Record extracts Block Start

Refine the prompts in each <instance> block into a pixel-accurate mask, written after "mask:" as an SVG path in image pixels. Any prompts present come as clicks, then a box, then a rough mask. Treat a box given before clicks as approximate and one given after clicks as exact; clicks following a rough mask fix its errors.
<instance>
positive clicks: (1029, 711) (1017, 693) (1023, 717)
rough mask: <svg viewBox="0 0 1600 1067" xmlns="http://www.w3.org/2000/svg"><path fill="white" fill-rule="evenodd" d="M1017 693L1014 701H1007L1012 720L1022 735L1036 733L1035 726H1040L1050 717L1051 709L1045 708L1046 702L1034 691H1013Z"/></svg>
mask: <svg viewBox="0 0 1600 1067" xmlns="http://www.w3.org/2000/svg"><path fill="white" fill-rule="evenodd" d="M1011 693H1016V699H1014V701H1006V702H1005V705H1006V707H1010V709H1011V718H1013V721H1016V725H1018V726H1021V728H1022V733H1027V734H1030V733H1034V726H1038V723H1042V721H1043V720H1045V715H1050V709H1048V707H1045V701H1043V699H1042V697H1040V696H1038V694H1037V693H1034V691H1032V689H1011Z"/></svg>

Record extracts Block End

Work instructions: Convert the records above into a two-column CSV with the header input,output. Give one row per record, with its text under input and its answer under output, each field in double quotes and line breaks replaced by spaces.

Worked solution:
input,output
"Refine the prompts in each <instance> block into a pixel-accurate mask, written after ""mask:"" as an SVG path in image pixels. Any prompts present come as clicks, then a box, then a rough mask. Treat a box given before clicks as approximate and one given after clicks as exact; clicks following a rough mask fix its errors. <instance> positive clicks: (1029, 711) (1017, 693) (1023, 717) rough mask: <svg viewBox=""0 0 1600 1067"" xmlns=""http://www.w3.org/2000/svg""><path fill=""white"" fill-rule=""evenodd"" d=""M1017 693L1014 701H1007L1012 720L1022 735L1036 733L1035 726H1040L1050 717L1051 709L1045 708L1046 702L1034 691H1013Z""/></svg>","mask: <svg viewBox=""0 0 1600 1067"" xmlns=""http://www.w3.org/2000/svg""><path fill=""white"" fill-rule=""evenodd"" d=""M1011 693H1016V699H1014V701H1006V702H1005V705H1006V707H1010V709H1011V718H1013V721H1016V725H1018V726H1021V728H1022V733H1027V734H1030V733H1034V726H1038V723H1042V721H1043V720H1045V715H1050V709H1048V707H1045V701H1043V699H1042V697H1040V696H1038V694H1037V693H1034V691H1032V689H1011Z""/></svg>"